◆ Document section ◆

Game 5 (Tactics): Time to bring in the fighting team. Tactics is all about taking cheques and kicking arse, which means questing is tricky but killing baddies is easier. In theory. Holding Gimli back for defence and Legolas back for assassinations I sent Thalin questing to try and murder things coming out of the encounter deck, as is his wont. It didn’t work out. Making little progress on the quests had my threat track going up, and due to some agonising decisions over what cards to play I ended up with some less useful attachments in play and limited resources whilst the monsters kept coming. I managed to place 1 Progress token on stage 1 before the end came to my heroes, in a bad way. Could this deck be worse than Leadership? Was my single solo victory a fluke??

Game 6 (Tactics): I regrouped, reshuffled and went back in. Carefully managing the steady stream of beasties I gave Legolas an early Gondolin blade and use his assassination techniques to put progress down on the quests and locations, almost coming to rely on this for my progress because of the low collective willpower of the Tactics group. Questing resulted in damage control rather than significant progress, so Legolas killing things seems key to keeping things moving with this deck. Bringing in some help early on I once again started being previous about my allies and keeping them around where I could. I also drew my Gandalf card early and kept him in hand, mindful of the possibility that Ungoliant’s Spawn could turn up any minute. With 2 brave allies backing me up I accrued my resources and threaded my way through to the final stage: a showdown with U Know Who Spawn. Worrying that perhaps the only way to win this scenario with a mono deck was to beat Beorn’s Path I genuinely started to consider removing this Ungoliant Spawn showdown card from the quest deck. Ploughing on I quickly brought Gandalf in who fired off a magical attack and caused the Ungodly Spawn no small amount of ball ache. I set up a trap for the nasty pastie: my brave Gondorian spearman steadied his spear and stood before the gigantic spider. It rushed down from the trees and swallowed him whole, whereupon my entire party set upon it hacking with their swords and axes. With a shrieking spasm the beast went down and the Tactics team won with 55VP.

(Pointing dataset excerpts)
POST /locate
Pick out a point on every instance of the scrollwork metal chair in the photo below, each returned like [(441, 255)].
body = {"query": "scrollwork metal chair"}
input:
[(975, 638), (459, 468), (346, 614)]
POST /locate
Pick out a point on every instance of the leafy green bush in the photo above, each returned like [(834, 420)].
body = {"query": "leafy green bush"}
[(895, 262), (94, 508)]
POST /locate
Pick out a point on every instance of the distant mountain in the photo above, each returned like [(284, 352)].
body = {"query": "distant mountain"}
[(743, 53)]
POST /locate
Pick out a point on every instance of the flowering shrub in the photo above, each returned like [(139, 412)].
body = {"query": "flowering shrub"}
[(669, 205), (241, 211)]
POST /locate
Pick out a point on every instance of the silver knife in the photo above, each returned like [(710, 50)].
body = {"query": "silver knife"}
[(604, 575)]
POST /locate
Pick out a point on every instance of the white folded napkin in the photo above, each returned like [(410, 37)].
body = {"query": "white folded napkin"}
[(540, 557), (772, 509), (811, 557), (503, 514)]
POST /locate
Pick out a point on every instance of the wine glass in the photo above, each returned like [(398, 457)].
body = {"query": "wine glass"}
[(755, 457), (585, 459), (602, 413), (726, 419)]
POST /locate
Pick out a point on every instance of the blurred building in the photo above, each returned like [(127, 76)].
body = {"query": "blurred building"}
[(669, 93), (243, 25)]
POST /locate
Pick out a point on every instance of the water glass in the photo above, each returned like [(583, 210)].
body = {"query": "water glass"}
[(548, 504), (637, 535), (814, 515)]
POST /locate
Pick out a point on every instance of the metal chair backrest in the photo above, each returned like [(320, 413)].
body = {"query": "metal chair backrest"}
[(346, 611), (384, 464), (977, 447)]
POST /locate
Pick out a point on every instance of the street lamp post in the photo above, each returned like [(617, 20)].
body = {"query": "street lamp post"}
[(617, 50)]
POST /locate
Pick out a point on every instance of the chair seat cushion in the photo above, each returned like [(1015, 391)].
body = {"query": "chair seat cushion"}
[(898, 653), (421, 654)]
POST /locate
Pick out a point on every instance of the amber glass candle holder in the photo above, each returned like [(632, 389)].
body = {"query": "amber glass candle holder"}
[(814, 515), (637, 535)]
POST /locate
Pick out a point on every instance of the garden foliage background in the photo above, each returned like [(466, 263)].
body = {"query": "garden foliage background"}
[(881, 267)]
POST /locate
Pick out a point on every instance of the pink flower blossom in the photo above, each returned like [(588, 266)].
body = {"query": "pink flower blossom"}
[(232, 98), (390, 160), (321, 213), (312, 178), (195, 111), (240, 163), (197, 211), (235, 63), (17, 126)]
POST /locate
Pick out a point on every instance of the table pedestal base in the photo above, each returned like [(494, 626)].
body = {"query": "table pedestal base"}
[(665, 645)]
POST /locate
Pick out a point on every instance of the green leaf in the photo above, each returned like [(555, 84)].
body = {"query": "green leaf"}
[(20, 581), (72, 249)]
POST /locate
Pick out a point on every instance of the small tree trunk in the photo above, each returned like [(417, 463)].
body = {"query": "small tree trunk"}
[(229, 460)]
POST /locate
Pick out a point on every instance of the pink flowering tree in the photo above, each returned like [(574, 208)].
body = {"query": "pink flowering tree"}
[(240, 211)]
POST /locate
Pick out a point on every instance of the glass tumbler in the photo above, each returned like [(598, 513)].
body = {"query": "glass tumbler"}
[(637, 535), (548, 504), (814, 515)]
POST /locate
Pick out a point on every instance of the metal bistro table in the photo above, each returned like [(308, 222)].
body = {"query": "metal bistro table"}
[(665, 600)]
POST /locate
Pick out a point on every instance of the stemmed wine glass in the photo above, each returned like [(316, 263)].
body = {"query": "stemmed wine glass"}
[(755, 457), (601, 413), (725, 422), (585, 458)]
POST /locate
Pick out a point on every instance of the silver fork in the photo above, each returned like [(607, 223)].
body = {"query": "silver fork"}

◆ Problems and tasks ◆
• 1. How would you put this sentence from the card game write-up into Spanish: "Questing resulted in damage control rather than significant progress, so Legolas killing things seems key to keeping things moving with this deck."?
• 2. Can you quote the rows word for word, starting at the beginning of the rows and ending with the line containing "[(975, 638), (459, 468), (346, 614)]", both ends included?

◆ Responses by task ◆
• 1. Hacer misiones dio como resultado un control de daños más que un progreso significativo, así que el hecho de que Legolas mate cosas parece clave para que este mazo siga avanzando.

• 2.
POST /locate
Pick out a point on every instance of the scrollwork metal chair in the photo below, each returned like [(441, 255)].
body = {"query": "scrollwork metal chair"}
input:
[(975, 638), (459, 468), (346, 614)]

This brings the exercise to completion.